● **GIVEN REQUEST**: Pick out each line in the items below that contains the word "pastry".

● **EXTRACTED RECORDS**:

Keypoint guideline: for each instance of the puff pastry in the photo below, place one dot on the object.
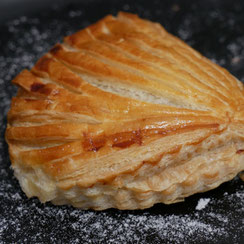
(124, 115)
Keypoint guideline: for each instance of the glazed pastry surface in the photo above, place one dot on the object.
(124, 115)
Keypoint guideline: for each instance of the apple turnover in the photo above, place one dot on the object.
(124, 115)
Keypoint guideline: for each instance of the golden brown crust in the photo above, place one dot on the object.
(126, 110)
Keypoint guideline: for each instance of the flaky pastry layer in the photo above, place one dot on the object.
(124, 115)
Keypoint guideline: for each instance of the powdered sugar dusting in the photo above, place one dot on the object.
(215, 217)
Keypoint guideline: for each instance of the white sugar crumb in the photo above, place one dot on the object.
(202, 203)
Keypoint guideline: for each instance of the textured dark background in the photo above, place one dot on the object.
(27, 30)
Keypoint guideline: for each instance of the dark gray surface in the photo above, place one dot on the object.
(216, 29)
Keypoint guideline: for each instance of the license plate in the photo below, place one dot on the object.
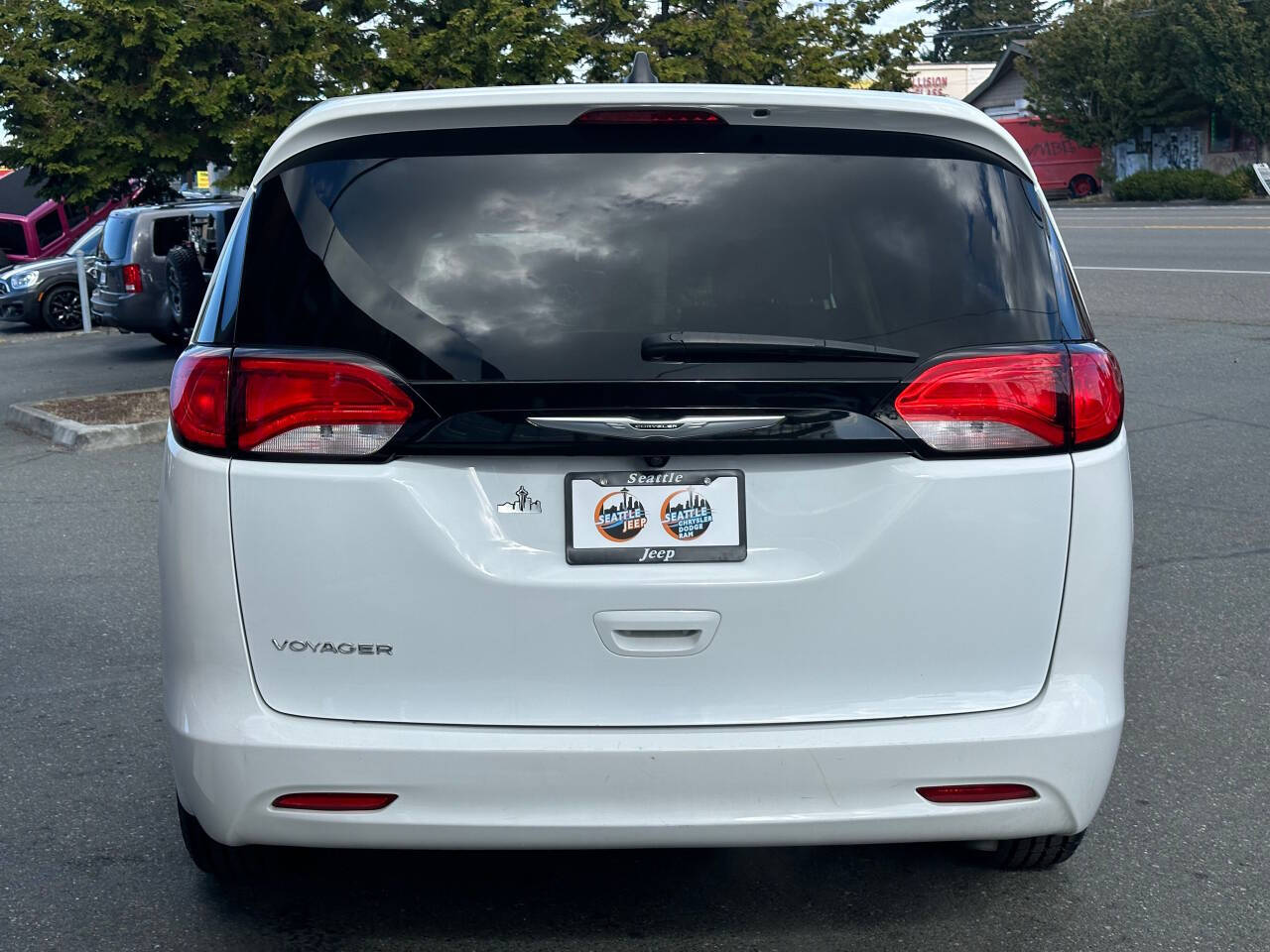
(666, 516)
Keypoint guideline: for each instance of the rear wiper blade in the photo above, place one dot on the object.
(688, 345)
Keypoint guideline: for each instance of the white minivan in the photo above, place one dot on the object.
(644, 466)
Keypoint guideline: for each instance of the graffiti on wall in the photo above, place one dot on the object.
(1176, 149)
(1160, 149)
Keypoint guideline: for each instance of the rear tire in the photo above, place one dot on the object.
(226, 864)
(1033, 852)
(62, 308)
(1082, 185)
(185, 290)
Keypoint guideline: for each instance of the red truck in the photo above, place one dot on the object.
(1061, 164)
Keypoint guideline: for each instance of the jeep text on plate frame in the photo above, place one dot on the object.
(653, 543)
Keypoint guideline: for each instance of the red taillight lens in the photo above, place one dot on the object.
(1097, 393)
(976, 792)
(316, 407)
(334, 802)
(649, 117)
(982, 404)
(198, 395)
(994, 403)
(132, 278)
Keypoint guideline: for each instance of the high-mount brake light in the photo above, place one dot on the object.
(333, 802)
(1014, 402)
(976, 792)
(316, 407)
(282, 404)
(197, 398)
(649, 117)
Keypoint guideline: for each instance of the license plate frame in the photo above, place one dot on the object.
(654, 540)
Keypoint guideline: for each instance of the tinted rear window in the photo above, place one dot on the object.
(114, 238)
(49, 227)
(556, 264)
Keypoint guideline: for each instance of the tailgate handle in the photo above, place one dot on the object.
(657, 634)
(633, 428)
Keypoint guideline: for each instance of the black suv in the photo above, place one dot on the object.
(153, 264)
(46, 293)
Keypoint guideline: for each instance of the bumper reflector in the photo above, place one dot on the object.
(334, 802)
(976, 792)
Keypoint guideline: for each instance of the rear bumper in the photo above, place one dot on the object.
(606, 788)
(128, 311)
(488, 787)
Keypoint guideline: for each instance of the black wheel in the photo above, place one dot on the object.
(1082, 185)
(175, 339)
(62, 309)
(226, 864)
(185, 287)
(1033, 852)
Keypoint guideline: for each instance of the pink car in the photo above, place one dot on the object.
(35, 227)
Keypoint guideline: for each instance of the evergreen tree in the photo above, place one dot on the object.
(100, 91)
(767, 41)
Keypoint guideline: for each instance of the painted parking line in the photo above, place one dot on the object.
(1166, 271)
...
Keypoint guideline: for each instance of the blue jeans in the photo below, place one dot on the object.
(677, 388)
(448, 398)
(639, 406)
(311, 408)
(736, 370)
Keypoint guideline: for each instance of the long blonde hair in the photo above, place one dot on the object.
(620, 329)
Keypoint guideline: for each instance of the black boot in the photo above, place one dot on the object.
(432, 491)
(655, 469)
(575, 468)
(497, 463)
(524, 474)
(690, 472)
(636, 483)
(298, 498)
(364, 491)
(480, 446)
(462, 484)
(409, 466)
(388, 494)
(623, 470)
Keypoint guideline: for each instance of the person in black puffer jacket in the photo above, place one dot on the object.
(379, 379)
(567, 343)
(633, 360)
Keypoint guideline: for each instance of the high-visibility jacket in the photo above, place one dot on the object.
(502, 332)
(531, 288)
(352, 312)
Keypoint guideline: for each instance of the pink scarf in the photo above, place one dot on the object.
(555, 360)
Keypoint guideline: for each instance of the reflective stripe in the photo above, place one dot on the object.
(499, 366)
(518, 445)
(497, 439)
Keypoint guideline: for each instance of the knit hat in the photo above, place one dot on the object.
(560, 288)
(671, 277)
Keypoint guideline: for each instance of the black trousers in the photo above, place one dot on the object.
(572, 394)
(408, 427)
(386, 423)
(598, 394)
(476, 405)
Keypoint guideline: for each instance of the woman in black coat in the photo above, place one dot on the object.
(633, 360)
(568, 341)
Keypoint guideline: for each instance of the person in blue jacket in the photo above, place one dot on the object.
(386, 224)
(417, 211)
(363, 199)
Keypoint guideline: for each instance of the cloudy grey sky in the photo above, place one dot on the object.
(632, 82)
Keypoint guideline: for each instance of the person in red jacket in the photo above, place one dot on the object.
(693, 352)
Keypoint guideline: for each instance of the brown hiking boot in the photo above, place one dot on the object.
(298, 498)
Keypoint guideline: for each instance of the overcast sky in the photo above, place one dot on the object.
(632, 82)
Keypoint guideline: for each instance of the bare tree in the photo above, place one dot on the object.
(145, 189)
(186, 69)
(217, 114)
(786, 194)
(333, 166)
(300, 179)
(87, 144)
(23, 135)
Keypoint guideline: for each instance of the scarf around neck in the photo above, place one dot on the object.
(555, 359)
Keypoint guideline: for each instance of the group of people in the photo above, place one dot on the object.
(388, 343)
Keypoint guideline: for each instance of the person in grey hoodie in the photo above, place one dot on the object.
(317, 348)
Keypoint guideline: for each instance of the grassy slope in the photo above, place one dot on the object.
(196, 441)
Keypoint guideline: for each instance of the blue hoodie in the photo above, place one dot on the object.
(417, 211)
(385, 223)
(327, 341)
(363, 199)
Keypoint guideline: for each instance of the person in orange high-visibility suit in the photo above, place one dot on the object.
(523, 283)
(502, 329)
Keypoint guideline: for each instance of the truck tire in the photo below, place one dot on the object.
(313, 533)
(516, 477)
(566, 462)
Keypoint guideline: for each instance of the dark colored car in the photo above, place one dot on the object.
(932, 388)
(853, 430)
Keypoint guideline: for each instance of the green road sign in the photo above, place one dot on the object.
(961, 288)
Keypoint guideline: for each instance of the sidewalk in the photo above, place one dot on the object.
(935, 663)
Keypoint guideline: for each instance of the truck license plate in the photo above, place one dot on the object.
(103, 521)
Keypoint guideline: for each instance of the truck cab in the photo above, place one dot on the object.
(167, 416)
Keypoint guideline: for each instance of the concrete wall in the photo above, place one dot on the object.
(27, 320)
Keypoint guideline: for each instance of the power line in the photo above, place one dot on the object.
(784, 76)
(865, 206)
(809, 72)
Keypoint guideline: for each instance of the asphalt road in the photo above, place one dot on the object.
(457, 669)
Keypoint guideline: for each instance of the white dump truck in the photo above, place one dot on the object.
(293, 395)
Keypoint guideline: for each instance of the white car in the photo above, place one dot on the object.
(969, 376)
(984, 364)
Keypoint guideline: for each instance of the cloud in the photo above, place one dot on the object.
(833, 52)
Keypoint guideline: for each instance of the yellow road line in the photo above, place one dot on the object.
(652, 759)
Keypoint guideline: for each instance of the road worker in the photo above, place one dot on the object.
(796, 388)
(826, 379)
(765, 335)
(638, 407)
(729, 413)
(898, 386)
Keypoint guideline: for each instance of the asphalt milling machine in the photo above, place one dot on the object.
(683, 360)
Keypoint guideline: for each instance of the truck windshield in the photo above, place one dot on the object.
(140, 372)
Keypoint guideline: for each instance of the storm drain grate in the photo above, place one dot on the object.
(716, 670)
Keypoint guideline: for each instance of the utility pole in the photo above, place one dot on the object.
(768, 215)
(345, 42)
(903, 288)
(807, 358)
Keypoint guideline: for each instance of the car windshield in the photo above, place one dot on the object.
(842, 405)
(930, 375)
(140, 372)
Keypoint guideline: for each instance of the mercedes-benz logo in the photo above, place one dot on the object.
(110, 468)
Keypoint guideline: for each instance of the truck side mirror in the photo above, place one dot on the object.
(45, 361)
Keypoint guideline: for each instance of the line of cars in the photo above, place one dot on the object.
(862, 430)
...
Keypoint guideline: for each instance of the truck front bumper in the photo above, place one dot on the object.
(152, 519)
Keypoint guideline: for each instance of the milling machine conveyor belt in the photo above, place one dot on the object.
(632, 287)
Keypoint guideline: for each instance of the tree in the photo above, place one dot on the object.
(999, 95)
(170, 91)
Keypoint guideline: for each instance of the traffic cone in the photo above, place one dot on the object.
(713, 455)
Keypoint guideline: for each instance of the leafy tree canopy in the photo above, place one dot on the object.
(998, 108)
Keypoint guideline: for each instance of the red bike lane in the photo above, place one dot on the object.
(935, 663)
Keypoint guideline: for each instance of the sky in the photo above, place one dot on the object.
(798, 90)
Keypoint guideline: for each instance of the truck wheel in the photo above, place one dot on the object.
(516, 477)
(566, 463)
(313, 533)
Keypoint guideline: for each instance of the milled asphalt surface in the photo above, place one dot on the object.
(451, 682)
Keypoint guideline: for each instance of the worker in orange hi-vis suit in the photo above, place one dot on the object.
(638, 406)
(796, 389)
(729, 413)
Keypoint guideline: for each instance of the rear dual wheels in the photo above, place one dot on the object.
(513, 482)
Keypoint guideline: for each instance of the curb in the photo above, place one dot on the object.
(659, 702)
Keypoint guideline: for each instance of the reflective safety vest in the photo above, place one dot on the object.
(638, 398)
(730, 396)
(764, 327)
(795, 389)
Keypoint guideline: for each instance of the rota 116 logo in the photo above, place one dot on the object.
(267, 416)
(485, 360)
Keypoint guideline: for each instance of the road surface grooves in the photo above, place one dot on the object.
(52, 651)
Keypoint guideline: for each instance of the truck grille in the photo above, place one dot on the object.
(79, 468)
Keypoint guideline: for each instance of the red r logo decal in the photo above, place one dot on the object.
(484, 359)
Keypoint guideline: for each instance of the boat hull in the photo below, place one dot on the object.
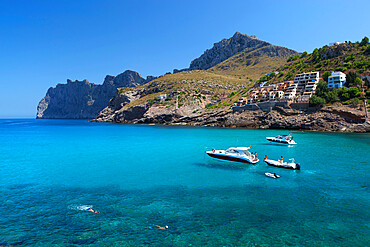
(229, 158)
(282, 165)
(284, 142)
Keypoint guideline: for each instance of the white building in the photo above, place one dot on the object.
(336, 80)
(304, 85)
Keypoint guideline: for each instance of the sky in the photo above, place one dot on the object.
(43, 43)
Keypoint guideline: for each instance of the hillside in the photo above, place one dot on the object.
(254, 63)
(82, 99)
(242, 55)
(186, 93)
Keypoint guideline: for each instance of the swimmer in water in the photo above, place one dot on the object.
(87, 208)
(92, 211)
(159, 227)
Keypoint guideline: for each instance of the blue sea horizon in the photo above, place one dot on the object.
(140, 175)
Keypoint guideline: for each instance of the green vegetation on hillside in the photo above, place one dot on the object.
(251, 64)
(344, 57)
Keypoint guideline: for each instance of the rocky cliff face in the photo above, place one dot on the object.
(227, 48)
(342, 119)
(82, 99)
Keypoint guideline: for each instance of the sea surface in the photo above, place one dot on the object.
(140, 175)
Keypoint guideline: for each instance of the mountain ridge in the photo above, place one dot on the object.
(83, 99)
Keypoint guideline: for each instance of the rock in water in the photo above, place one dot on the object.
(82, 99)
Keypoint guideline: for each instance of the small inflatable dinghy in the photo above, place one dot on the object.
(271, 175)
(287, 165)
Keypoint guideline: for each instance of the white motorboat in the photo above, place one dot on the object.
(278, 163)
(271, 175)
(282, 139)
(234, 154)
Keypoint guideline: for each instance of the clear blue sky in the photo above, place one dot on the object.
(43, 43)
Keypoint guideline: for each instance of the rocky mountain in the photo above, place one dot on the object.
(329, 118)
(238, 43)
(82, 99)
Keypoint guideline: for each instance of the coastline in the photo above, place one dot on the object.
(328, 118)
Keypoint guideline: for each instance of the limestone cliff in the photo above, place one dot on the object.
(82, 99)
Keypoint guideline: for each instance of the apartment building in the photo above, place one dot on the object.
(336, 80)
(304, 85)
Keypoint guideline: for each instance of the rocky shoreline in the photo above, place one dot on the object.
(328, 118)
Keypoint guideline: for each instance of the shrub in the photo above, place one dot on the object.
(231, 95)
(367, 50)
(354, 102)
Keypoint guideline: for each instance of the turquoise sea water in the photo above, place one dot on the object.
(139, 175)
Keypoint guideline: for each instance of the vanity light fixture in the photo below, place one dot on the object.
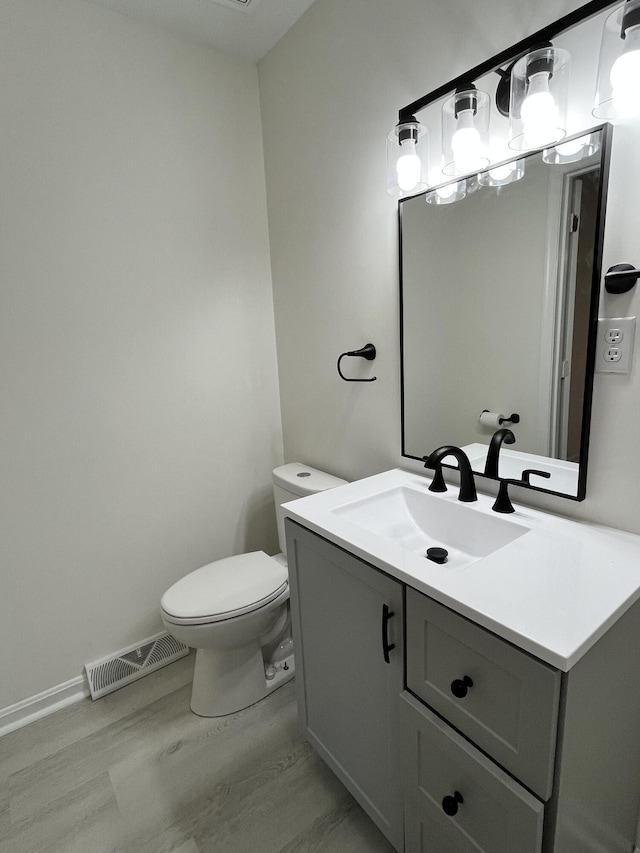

● **COMPLETE RESPONSE**:
Keypoint guideline: for each instance of the puff pastry in the photo below, place one dot on the object.
Keypoint guideline: for each instance of the glazed pastry surface in the photo above, place one dot on the object.
Keypoint guideline: for each instance of the flaky pastry layer in the photo above, place one dot on the object.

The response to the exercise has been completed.